[Data entries]
● ● ● ● ●

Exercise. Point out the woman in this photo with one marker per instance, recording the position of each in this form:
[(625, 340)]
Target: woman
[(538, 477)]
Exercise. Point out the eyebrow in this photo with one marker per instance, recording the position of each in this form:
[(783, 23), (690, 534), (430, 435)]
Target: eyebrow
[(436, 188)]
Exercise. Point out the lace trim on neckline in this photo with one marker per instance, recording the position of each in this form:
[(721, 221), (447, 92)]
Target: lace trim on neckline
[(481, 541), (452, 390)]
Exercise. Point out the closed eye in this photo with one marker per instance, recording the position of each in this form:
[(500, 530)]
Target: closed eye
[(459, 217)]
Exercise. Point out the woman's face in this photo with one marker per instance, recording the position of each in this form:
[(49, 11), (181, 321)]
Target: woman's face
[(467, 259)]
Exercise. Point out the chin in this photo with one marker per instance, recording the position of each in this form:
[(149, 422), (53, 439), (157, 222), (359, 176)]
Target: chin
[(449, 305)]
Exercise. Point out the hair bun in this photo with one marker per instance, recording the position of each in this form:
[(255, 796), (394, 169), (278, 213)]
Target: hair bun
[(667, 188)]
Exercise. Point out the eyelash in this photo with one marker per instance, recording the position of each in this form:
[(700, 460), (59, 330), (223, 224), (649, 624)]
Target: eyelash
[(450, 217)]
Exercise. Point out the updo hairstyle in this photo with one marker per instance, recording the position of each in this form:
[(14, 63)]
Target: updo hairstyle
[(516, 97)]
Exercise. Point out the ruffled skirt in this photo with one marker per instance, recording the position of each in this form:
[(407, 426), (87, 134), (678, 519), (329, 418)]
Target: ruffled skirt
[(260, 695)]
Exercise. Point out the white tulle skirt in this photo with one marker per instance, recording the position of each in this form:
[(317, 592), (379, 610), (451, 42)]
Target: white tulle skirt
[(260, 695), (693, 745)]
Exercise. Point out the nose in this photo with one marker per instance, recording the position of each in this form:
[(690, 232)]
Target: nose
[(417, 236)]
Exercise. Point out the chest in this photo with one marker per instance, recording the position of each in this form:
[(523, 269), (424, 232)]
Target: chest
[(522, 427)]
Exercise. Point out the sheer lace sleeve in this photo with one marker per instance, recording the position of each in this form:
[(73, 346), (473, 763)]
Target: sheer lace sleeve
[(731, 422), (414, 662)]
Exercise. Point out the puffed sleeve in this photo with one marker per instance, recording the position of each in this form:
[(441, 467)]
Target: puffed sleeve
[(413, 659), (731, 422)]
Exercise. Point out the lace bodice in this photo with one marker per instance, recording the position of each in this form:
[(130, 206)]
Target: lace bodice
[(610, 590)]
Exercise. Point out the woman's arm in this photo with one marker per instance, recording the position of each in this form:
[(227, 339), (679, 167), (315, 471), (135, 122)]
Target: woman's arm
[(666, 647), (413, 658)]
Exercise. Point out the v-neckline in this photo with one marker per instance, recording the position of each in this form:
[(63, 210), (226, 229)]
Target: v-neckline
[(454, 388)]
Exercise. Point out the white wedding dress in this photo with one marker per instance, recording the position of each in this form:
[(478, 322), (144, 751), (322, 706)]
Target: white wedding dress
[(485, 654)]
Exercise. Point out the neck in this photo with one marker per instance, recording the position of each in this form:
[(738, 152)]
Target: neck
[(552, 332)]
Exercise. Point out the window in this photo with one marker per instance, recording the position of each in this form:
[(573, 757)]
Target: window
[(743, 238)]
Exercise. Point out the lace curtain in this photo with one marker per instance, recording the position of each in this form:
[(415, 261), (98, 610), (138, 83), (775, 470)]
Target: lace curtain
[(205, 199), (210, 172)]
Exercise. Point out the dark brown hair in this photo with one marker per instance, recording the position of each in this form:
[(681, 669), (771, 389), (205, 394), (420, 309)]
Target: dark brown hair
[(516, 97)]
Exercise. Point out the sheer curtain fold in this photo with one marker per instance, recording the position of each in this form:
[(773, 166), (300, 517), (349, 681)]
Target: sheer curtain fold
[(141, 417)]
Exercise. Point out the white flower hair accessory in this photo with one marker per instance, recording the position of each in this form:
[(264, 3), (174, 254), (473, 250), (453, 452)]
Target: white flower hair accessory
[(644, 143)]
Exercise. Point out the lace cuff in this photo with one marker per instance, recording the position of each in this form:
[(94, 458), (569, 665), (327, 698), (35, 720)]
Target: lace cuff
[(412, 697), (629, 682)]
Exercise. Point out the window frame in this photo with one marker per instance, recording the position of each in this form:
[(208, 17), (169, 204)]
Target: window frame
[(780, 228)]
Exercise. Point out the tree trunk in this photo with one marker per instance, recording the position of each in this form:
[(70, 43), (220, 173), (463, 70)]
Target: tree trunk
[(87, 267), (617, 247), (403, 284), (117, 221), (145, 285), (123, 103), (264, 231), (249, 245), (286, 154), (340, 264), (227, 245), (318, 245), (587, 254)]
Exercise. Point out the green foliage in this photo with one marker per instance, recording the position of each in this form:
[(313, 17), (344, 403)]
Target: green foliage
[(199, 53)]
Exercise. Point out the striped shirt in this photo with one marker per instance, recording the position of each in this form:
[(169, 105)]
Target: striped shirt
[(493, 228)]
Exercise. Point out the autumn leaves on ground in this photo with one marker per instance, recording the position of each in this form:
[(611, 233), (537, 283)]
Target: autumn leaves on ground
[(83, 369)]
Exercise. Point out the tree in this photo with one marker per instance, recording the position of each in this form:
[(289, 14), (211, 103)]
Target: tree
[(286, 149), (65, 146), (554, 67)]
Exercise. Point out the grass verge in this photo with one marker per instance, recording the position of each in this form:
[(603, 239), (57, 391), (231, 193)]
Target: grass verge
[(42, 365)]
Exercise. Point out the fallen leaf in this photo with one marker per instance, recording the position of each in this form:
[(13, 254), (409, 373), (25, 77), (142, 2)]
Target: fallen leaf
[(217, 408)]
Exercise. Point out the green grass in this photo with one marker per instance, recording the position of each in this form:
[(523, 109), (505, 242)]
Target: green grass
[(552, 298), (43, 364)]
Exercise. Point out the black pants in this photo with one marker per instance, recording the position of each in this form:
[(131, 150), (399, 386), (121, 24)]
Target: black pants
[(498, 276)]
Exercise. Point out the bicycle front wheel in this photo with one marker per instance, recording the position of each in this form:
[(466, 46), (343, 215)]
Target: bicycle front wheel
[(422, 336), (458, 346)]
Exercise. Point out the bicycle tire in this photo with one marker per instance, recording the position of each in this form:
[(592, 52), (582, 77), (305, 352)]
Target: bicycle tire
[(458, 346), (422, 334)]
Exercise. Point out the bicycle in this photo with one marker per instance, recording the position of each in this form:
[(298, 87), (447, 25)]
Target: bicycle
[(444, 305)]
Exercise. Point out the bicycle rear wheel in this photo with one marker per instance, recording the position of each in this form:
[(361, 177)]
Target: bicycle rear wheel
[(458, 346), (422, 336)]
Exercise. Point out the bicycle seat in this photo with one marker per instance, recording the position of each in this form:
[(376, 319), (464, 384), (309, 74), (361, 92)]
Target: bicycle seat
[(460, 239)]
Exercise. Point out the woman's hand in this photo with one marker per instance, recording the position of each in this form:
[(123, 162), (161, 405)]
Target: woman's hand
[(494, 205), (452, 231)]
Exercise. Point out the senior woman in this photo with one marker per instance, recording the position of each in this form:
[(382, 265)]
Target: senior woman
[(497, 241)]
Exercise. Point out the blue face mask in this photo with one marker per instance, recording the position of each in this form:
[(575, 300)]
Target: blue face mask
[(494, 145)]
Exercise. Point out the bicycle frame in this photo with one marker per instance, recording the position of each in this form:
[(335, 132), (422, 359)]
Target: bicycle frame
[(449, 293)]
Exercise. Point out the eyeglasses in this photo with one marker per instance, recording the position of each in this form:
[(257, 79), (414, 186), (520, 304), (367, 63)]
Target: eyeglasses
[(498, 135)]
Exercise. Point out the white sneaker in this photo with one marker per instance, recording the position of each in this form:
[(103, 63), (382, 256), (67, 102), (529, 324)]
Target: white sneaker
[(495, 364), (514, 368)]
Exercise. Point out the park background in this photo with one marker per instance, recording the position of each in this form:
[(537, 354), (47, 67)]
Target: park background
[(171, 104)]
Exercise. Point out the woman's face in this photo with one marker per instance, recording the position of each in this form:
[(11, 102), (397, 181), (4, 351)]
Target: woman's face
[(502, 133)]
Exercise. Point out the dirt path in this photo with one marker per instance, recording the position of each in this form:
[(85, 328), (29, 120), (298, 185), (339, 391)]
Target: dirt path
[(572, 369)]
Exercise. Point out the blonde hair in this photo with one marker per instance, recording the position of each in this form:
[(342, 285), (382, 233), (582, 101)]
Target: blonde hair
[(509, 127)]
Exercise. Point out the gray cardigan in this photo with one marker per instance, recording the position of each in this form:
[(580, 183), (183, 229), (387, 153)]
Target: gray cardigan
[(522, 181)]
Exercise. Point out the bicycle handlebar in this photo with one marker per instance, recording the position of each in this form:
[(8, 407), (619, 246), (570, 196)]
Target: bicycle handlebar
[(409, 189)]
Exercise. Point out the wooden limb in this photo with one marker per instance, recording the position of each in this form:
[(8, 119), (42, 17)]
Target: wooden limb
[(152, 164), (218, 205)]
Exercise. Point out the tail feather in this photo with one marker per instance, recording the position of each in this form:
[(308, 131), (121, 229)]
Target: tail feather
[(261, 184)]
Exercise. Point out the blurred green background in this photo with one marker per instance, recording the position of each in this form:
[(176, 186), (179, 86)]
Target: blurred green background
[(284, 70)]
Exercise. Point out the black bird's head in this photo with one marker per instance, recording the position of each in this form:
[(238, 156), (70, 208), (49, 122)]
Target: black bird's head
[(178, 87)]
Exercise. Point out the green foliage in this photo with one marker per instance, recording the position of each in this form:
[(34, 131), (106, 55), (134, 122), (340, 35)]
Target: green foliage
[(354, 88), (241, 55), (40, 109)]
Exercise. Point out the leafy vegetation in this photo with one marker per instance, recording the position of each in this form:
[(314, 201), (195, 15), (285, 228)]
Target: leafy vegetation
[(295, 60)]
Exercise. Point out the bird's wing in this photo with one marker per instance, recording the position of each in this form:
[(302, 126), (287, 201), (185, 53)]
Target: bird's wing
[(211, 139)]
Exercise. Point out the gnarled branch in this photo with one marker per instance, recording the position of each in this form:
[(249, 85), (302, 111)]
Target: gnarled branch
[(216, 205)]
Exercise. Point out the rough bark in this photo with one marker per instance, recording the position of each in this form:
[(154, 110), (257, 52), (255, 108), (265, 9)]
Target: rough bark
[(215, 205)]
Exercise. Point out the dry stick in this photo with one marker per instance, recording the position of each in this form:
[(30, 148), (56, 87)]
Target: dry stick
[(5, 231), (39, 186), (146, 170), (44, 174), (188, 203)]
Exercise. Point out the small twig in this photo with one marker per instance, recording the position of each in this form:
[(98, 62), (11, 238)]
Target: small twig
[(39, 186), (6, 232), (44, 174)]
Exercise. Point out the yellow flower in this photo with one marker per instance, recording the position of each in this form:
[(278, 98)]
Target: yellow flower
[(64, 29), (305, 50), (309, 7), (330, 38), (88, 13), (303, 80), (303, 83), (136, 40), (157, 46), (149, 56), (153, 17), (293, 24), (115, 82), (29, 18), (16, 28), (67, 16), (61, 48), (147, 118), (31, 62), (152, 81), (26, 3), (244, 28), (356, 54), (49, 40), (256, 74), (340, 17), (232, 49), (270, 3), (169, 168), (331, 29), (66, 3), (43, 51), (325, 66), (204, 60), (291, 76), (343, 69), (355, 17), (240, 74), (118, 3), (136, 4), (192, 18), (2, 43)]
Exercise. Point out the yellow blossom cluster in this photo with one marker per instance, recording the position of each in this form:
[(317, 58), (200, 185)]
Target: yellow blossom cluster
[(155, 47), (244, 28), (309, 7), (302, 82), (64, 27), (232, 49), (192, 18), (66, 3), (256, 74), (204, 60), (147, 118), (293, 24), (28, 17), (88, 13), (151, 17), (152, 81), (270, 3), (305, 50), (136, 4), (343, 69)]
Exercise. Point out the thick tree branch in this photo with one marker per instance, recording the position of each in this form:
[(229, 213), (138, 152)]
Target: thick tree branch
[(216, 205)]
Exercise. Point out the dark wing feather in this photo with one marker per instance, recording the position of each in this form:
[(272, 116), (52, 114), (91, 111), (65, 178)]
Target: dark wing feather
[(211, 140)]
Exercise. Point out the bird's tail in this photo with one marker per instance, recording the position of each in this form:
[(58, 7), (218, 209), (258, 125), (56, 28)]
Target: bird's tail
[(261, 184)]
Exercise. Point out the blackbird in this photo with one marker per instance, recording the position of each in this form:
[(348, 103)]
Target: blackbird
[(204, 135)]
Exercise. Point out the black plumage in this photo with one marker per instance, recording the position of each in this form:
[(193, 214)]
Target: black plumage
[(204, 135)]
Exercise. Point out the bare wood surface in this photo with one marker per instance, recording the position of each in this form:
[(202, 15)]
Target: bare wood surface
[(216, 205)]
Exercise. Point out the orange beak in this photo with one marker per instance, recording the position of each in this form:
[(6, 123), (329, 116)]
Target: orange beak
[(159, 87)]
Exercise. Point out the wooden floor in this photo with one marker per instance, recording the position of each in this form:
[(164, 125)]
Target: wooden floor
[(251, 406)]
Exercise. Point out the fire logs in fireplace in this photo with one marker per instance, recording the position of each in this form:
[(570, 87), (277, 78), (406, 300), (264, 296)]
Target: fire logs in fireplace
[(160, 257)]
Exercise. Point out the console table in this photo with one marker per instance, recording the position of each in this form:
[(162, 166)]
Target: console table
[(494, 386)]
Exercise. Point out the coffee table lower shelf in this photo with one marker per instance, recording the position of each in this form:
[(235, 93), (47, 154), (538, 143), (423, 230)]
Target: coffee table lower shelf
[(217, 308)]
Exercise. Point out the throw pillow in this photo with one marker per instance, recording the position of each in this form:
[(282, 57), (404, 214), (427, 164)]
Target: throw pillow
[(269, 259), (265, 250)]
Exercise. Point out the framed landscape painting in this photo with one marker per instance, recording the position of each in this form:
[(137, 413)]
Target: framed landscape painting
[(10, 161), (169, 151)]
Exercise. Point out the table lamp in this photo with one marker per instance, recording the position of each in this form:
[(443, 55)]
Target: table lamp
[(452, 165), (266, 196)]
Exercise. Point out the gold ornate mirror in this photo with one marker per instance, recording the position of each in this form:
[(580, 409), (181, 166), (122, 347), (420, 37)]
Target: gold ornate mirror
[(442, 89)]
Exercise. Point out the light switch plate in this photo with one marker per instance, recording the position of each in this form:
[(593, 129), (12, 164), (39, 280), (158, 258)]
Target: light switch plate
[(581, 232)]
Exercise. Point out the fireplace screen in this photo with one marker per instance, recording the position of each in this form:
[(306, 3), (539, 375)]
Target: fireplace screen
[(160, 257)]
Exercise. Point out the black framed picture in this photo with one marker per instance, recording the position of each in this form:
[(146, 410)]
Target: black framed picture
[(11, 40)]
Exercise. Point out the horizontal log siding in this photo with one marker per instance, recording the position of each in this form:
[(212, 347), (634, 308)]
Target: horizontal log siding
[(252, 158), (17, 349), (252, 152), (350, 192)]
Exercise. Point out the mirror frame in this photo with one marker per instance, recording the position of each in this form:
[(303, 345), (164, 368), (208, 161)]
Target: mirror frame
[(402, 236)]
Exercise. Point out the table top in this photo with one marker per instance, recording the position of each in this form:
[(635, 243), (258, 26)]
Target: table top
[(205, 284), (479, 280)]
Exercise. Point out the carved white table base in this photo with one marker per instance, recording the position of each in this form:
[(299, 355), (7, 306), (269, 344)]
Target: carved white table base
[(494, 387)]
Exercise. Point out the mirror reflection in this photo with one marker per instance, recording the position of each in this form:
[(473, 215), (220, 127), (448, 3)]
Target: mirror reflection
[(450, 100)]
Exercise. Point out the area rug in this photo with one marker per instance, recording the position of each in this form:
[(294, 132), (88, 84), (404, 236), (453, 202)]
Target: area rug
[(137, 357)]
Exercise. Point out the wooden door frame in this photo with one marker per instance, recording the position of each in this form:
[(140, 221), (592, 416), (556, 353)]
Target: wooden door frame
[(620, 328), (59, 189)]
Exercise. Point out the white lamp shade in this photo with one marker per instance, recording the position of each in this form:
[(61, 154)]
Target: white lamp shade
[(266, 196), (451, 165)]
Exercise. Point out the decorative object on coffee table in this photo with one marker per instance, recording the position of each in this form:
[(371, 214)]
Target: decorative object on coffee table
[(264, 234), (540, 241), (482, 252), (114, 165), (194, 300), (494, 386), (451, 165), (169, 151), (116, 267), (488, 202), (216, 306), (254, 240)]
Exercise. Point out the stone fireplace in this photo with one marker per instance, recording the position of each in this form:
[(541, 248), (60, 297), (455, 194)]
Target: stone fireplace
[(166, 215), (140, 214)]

● ● ● ● ●

YOUR GOAL: Return the lines above precisely as they appear, beginning at the first line and ending at the line with "Exercise. Point out the ruffled", and nothing after it.

TASK SOLUTION:
Exercise. Point out the woman in this photo with one marker per instance, recording the position of each in this form:
[(625, 340)]
Target: woman
[(538, 477)]
Exercise. Point out the eyebrow in this photo with one marker per instance, recording the position of each in this form:
[(783, 23), (690, 534), (430, 435)]
Target: eyebrow
[(436, 188)]
Exercise. Point out the lace trim on neckline in this photo with one marker per instance, recording the position of each in this form:
[(721, 221), (447, 92)]
Target: lace trim on neckline
[(481, 541), (452, 390)]
Exercise. Point out the closed eye in this photo with one marker per instance, recording the position of each in this form:
[(500, 530)]
Target: closed eye
[(459, 217)]
Exercise. Point out the woman's face in this photo with one marker per instance, recording the position of each in this form:
[(49, 11), (181, 321)]
Target: woman's face
[(467, 259)]
Exercise. Point out the chin in this photo with one marker per instance, recording the position of each in this form:
[(149, 422), (53, 439), (157, 222), (359, 176)]
Target: chin
[(449, 305)]
Exercise. Point out the hair bun in this photo with one marker per instance, recording the position of each in this form:
[(255, 796), (394, 169), (278, 213)]
Target: hair bun
[(667, 188)]
Exercise. Point out the eyelash in this photo with one marker per instance, recording the position of each in this form:
[(700, 460), (59, 330), (223, 224), (649, 624)]
Target: eyelash
[(450, 217)]
Exercise. Point out the updo hairstyle in this photo with one marker per instance, recording the position of each in this form:
[(14, 63)]
Target: updo hairstyle
[(516, 97)]
Exercise. Point out the ruffled skirt in this photo with one marker per instance, recording the position of each in this form:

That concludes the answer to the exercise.